SET EXERCISE A —
Locate every line of the records below that contains the word "coat", and copy each of those lines.

━━━ SOURCE DOCUMENT

In November 2017, as part of a Department of Homeland Security investigation, the government learned of Phattey’s immigration fraud and filed a complaint to revoke naturalization. See 8 U.S.C. § 1451(a).1 The government later presented matching fingerprints from the asylum applications of Foday Fatty and Phoday Phattey to establish that the two are the same person.

In his answer to the government’s complaint, Phattey invoked his Fifth Amendment right against self-incrimination and declined to respond to the charges against him. Nevertheless, he raised the defense that the statute of limitations to bring a denaturalization action under § 1451(a) had expired. Although § 1451(a) does not contain a statute of limitations, Phattey argued that 28 U.S.C. § 2462—a catch-all provision imposing a five-year limitations period on any action to enforce a penalty—applies to revocation proceedings.2

The parties both moved for summary judgment. Based on the matching fingerprints from Phattey’s two asylum applications and a negative inference from Phattey’s invocation of the Fifth Amendment, the district court granted the government’s motion for summary judgment, concluding that Phattey and Fatty were the same person and that the government, through "clear, unequivocal, and convincing" evidence, had carried the "heavy burden," Fedorenko v. United States , 449 U.S. 490, 505, 101 S.Ct. 737, 66 L.Ed.2d 686 (1981) (citations omitted), of proving that Phattey’s citizenship was "illegally procured," 8 U.S.C. § 1451(a). The district court rejected Phattey’s statute of limitations defense. This appeal followed.

II

On appeal, Phattey primarily claims that the revocation of citizenship, sometimes referred to as "denaturalization," constitutes a penalty. Because 28 U.S.C. § 2462 imposes a five-year statute of limitation on actions for the enforcement of a penalty, Phattey contends that the government cannot now revoke his citizenship because more than five years have passed since he was naturalized. Therefore, he concludes, the district court erred in rejecting his statute of limitations defense.

We have jurisdiction under 28 U.S.C. § 1291. "A grant of summary judgment is reviewed de novo ." Suzuki Motor Corp. v. Consumers Union of U.S., Inc. , 330 F.3d 1110, 1131 (9th Cir. 2003). In reviewing a grant of summary judgment, we must "[v]iew[ ] the evidence in the light most favorable to the nonmoving party" and "determine whether there are any genuine issues of material fact and whether the district court correctly applied the relevant substantive law." Devereaux v. Abbey , 263 F.3d 1070, 1074 (9th Cir. 2001) (en banc).

━━━━━━

SET EXERCISE B —
Answer these questions using the denaturalization opinion above.
(i) Which statute did Phattey argue imposes a five-year limitations period on revocation proceedings?
(ii) What evidence did the government present to establish that Foday Fatty and Phoday Phattey are the same person?
(iii) Under which statute does the court state that it has jurisdiction?

━━━ MATERIAL

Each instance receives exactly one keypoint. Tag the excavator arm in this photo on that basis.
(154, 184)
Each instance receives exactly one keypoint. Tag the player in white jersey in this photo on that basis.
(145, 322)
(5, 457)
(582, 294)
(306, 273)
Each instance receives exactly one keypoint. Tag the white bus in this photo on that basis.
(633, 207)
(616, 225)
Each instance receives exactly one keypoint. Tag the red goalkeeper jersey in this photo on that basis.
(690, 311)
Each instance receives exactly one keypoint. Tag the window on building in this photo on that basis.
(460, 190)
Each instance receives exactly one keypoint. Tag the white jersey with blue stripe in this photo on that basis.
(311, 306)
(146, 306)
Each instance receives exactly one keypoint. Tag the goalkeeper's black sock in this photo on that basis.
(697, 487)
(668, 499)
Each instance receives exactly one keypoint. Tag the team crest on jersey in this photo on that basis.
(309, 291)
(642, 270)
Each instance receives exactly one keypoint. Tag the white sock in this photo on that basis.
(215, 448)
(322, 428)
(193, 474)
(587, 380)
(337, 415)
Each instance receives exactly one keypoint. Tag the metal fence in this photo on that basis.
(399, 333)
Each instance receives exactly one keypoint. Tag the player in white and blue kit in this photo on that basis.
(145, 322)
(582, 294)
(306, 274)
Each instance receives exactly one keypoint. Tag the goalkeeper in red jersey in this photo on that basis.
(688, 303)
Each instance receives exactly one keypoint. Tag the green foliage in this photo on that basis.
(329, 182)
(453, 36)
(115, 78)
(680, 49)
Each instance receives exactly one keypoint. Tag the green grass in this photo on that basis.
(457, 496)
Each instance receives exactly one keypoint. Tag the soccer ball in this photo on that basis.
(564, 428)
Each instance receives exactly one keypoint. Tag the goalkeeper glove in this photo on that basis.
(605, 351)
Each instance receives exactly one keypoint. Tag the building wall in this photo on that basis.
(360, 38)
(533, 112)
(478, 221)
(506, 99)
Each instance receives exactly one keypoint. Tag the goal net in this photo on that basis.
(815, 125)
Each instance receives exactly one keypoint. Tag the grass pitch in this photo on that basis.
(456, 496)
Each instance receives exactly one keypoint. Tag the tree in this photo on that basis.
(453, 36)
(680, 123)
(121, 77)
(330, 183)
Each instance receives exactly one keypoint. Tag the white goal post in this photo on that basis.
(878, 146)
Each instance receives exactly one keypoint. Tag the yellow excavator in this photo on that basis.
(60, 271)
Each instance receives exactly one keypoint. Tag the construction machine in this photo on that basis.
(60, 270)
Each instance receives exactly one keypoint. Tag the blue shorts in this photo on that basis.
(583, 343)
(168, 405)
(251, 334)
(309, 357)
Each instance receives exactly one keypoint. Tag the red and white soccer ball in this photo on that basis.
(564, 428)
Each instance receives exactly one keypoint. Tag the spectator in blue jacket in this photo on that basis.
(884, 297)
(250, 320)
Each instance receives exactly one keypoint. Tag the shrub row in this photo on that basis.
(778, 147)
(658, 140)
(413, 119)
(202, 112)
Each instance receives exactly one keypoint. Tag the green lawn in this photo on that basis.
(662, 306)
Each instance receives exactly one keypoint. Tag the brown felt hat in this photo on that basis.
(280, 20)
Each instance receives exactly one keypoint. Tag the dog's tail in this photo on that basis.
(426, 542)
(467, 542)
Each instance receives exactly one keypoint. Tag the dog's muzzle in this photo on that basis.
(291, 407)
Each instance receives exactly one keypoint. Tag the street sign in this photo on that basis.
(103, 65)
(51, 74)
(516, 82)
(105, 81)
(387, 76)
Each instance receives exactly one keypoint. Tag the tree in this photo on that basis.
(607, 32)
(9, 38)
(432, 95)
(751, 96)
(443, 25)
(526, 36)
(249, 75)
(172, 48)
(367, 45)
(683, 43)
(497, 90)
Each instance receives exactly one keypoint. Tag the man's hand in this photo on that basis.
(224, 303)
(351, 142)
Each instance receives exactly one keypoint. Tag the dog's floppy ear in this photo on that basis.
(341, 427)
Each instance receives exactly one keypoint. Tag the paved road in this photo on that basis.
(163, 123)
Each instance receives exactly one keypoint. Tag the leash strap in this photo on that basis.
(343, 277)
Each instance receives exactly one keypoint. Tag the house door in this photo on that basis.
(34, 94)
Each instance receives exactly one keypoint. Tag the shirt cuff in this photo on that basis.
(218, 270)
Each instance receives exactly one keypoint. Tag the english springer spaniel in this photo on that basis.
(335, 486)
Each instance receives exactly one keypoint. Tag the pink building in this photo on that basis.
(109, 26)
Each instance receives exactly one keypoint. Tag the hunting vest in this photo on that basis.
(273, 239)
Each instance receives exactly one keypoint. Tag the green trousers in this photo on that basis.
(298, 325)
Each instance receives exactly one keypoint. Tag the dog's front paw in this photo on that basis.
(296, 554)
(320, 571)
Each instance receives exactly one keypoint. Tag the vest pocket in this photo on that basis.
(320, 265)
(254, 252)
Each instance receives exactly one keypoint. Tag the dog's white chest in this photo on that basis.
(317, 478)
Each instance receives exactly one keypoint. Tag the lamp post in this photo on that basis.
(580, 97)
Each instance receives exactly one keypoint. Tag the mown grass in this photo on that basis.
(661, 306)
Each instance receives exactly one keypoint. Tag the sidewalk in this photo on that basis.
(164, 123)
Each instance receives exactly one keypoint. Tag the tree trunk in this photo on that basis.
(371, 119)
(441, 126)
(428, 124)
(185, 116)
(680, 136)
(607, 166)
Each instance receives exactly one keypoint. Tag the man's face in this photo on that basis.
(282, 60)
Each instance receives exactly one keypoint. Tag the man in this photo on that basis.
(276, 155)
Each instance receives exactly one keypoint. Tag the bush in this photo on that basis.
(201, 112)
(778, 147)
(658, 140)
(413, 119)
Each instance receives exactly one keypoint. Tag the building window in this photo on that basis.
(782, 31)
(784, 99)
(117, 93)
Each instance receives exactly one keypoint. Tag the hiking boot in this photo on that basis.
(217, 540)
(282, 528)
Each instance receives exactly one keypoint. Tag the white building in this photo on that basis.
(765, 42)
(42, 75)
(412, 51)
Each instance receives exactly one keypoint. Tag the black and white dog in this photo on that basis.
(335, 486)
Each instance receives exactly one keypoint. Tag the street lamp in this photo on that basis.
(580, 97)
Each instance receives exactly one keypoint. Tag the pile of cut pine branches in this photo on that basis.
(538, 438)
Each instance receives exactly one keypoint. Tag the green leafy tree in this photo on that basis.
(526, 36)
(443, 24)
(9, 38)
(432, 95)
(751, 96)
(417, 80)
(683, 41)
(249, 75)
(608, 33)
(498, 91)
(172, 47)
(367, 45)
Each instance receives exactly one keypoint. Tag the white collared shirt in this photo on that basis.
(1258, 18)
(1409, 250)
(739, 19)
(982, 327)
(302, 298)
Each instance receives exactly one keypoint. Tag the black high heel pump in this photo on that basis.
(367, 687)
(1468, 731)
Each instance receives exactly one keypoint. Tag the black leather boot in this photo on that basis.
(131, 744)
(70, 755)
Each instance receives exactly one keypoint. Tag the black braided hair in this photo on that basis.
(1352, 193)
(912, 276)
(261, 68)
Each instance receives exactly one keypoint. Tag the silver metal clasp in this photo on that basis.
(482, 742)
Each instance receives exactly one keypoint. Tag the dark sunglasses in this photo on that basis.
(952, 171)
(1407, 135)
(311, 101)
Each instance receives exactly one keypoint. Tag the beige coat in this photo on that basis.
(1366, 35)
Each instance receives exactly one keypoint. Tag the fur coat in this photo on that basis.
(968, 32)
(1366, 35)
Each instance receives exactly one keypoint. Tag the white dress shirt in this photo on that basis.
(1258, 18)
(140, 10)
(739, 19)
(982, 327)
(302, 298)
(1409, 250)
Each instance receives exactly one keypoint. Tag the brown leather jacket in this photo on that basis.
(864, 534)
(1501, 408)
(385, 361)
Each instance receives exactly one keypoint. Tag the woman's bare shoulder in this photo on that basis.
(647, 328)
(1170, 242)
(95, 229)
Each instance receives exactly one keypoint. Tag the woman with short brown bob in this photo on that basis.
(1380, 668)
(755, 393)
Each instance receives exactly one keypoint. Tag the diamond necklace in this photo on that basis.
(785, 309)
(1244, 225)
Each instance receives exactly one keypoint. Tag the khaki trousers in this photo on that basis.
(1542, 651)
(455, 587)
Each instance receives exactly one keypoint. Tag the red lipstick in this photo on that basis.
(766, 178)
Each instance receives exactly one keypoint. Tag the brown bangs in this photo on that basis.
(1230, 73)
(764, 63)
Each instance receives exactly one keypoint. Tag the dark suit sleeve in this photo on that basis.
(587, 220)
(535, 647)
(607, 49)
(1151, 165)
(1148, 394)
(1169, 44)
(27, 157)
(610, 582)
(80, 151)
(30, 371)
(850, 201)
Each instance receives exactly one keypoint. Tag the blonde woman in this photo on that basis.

━━━━━━

TASK RESULT A —
Each instance receives exactly one keypoint. Tag the beige coat in this photo on that basis.
Each instance receives exactly one keypoint. Tag the fur coat in this photo on that basis.

TASK RESULT B —
(i) 28 U.S.C. § 2462.
(ii) Matching fingerprints from the asylum applications of Foday Fatty and Phoday Phattey.
(iii) 28 U.S.C. § 1291.